(Beginning of THE DATA)

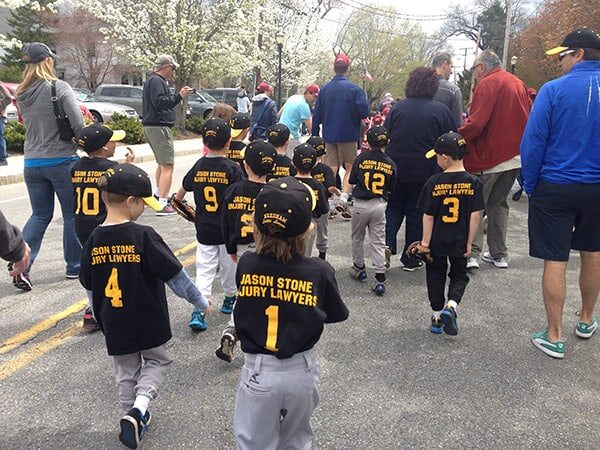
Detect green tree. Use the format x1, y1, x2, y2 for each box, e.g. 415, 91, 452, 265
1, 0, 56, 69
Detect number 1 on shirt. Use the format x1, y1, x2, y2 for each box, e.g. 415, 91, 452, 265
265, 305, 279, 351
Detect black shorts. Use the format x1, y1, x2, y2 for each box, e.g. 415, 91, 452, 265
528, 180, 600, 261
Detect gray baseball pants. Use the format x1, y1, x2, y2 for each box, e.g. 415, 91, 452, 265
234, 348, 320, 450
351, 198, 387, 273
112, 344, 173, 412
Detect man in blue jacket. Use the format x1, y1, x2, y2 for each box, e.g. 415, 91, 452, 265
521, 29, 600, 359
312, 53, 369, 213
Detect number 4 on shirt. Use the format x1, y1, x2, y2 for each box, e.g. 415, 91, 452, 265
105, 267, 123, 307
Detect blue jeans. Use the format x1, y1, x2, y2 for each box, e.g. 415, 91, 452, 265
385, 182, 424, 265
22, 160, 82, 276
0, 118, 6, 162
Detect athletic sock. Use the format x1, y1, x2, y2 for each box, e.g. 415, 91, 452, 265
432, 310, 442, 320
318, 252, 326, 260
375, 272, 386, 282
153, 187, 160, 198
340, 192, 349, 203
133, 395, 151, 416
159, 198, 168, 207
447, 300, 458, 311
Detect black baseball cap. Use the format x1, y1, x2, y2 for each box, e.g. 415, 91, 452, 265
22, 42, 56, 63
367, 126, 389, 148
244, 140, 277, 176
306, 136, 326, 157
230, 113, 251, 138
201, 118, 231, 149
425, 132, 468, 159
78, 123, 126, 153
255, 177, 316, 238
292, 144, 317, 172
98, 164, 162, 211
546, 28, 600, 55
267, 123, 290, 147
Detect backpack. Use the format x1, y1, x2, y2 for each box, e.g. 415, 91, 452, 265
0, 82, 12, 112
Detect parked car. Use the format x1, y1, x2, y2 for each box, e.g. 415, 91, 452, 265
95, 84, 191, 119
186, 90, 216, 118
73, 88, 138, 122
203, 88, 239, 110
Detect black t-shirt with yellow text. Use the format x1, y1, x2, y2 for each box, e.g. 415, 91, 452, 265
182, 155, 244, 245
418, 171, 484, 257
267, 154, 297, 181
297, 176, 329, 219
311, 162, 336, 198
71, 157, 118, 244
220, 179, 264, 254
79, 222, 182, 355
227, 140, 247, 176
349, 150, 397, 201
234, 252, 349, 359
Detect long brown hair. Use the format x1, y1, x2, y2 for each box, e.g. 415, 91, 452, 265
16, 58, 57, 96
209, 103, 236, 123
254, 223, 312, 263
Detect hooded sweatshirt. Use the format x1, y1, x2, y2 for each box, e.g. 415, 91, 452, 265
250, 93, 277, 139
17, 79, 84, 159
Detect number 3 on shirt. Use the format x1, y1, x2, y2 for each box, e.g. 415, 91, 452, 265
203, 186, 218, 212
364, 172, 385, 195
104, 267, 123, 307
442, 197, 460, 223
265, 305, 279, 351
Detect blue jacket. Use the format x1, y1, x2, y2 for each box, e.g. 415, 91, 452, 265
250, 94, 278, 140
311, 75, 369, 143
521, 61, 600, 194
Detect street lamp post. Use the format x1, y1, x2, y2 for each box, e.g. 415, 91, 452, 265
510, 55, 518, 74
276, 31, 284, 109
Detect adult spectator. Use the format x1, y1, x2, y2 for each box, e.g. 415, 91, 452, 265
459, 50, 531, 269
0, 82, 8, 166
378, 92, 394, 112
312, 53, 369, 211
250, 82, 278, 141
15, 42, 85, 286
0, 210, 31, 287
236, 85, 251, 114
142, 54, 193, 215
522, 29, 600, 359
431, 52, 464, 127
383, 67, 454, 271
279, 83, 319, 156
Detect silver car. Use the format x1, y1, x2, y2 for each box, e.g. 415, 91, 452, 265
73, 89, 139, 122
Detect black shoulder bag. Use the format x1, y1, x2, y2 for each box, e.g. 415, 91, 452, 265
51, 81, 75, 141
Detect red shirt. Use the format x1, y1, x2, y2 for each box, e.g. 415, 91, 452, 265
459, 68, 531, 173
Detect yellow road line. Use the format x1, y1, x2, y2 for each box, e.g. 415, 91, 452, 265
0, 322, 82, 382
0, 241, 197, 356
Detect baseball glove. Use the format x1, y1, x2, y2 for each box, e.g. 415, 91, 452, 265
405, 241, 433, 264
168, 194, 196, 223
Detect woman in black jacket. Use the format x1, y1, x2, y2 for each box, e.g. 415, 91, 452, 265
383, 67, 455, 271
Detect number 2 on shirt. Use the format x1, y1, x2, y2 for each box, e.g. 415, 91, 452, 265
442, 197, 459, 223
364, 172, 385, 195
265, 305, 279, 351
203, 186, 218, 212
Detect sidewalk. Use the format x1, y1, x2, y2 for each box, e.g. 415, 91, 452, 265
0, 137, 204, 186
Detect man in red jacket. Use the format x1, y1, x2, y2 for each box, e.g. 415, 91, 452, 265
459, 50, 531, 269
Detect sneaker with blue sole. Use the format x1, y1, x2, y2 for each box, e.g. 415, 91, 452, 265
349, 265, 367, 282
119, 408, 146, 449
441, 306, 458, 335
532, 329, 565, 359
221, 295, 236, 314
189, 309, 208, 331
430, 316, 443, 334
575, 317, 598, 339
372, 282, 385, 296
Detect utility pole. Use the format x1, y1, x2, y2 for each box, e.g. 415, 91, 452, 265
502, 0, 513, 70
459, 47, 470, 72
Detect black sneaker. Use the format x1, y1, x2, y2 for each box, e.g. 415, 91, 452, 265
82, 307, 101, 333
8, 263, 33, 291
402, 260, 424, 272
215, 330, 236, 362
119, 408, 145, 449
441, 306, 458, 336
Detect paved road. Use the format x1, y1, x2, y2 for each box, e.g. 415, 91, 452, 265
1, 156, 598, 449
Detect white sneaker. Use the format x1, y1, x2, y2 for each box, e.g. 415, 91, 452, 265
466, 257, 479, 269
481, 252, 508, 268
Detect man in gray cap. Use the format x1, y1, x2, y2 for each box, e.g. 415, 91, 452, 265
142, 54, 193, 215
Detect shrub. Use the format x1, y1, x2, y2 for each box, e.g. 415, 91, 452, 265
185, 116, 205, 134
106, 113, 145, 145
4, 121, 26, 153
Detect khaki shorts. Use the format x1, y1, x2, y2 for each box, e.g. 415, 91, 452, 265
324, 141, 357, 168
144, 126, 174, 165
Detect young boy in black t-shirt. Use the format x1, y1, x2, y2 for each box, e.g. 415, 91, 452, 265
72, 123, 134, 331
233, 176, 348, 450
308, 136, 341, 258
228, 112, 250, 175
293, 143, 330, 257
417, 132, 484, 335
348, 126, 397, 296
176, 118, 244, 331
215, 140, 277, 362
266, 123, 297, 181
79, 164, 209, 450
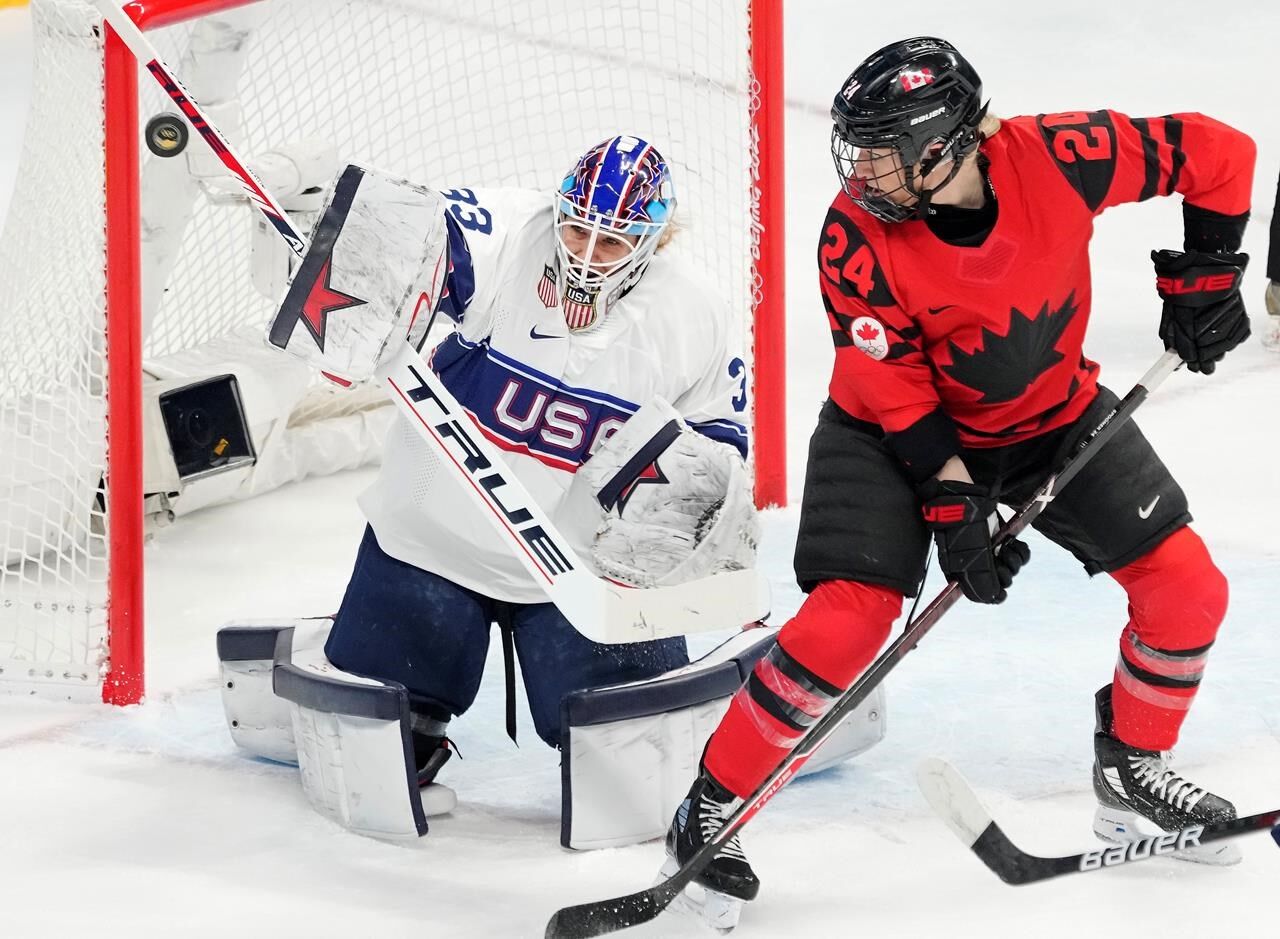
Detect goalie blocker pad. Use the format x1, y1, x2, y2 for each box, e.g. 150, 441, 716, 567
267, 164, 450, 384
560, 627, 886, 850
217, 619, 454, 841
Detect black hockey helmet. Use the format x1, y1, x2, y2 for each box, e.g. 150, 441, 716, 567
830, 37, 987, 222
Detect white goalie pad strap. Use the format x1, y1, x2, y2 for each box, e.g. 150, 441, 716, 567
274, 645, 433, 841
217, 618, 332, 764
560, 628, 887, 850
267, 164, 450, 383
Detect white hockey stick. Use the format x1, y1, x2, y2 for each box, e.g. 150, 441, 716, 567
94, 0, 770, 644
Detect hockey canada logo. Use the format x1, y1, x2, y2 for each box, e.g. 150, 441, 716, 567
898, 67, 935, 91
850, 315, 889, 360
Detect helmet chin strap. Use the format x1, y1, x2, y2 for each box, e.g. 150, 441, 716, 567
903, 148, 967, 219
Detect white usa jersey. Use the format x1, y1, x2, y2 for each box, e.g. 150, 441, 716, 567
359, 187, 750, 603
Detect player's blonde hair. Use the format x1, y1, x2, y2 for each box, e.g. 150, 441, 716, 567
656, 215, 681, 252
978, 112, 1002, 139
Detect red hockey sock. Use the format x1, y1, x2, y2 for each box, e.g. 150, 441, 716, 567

(End of THE DATA)

After locating the line with "Detect goalie blocker", output that line and every later one exactly, through the end of the entries above.

Detect goalie blocker pad. Use the format x1, y1, x2, y2 for each box, e.g. 150, 441, 716, 567
267, 164, 450, 384
560, 627, 886, 850
217, 619, 454, 841
Detect black hockey helmet. Use the format x1, y1, x2, y2 for each box, e.g. 150, 441, 716, 567
830, 37, 987, 222
Detect white goalie pad strap. Use the format x1, y1, x2, y2 for each box, e.g. 150, 441, 716, 567
274, 645, 433, 841
217, 618, 332, 764
560, 628, 887, 850
267, 164, 450, 383
Detect white hockey stick. Use the format x1, y1, x2, y2 for each box, e.g. 150, 441, 716, 567
94, 0, 770, 644
Detect hockey canada logo. Use the format x1, y1, x2, y2 for each box, e.g. 150, 441, 716, 567
898, 67, 935, 91
850, 315, 889, 360
Detect helmet chin strap. Use the format x1, y1, x2, y2 for each box, e.g. 150, 441, 716, 567
903, 148, 967, 219
Detect white usa jersey. Use the format x1, y1, x2, y2 for each box, e.g. 150, 441, 716, 567
359, 187, 750, 603
Detect player's blonde hair. Use the format x1, y1, x2, y2 for each box, e.g. 150, 441, 716, 567
656, 215, 681, 252
978, 112, 1002, 139
Detect red hockey sock. Use the format x1, y1, x2, y2 for each box, e.g. 150, 441, 716, 567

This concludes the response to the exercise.